• Description of the task
Reproduce the material below, changing every "one instance to a line" to "one instance per line" and leaving everything else untouched.

Position annotation records:

---+---

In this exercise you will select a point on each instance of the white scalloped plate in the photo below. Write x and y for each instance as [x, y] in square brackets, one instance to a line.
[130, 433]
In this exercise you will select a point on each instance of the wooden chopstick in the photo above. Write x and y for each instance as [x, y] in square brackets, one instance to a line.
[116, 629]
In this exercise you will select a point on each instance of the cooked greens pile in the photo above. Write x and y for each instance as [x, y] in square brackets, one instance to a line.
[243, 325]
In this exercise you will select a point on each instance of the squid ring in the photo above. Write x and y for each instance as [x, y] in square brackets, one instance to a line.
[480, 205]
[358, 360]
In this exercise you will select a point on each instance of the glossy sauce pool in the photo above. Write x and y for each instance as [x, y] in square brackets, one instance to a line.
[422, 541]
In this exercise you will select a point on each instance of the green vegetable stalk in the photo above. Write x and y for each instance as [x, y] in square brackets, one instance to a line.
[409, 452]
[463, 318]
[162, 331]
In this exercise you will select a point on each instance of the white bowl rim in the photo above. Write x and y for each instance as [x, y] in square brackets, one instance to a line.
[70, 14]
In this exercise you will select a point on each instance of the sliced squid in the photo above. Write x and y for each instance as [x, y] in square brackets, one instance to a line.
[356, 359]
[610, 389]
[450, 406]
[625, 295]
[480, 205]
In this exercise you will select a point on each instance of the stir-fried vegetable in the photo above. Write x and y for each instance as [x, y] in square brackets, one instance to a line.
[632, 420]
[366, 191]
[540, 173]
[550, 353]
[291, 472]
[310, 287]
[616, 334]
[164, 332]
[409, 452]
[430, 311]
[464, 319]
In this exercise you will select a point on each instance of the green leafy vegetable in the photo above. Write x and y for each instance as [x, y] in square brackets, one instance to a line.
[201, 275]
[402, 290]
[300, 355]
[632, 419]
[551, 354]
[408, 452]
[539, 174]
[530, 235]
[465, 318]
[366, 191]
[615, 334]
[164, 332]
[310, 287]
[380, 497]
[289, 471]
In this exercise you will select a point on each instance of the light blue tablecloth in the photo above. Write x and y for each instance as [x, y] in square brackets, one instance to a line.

---+---

• Solution for this task
In this exercise you will select a point on each instance of the white scalloped plate in the photo below. Write x and y for each instance as [x, y] in square brackets, one instance per line.
[130, 433]
In this exercise you will select a point on each instance of the wooden chopstick in the photo above. Write x and y for each instance as [x, y] in square brackets, one instance per line.
[116, 629]
In this exercise you will select a point on each instance of the cooked greens pile in the photo above. Write x and y for each instance as [x, y] in square brackets, one instance per line.
[243, 325]
In this exercise you will select a point on each instance of the squid ring in the photo above. Write x and y for each instance as [x, y] in square brackets, one instance per line.
[480, 205]
[358, 360]
In this exercise you will select a point on each instance of the glossy sauce pool in the photo above. Write x and y for each instance as [x, y] in square brackets, one instance per line.
[422, 541]
In this exercise you will select a point on each instance of the green vegetable stalk in the photo above. Write x and y for each instance as [x, y] in square brackets, one instance per line.
[409, 452]
[463, 318]
[162, 331]
In this exercise you will select a point on each instance of the white bowl rim in the photo above. Write x and y for each instance as [x, y] in square brackets, one instance per line.
[70, 14]
In this exercise you will select a point on each instance of the sliced squid in the photo above. Write x and y for each instance as [x, y] in square brackets, one instance per line.
[356, 359]
[610, 389]
[450, 406]
[625, 295]
[480, 205]
In this exercise you will select a point on each instance of the stir-fried vegetable in the photo above. Write x and y for each instance as [x, y] in square brackets, one instance per line.
[632, 420]
[366, 191]
[540, 173]
[550, 353]
[291, 472]
[310, 287]
[616, 334]
[164, 332]
[409, 452]
[430, 311]
[464, 319]
In this exercise you will select a point on each instance of the green leafy vegetable in the photo above. Write x and y for each instance as [x, y] in square brackets, one instance per line.
[201, 275]
[402, 290]
[300, 355]
[632, 419]
[551, 354]
[408, 452]
[539, 174]
[530, 235]
[465, 318]
[366, 191]
[615, 334]
[164, 332]
[310, 287]
[380, 497]
[289, 471]
In this exercise you will select a point on each instance of the light blue tablecloth in the photo above. Write x and y for each instance as [x, y] in square brackets, one instance per line.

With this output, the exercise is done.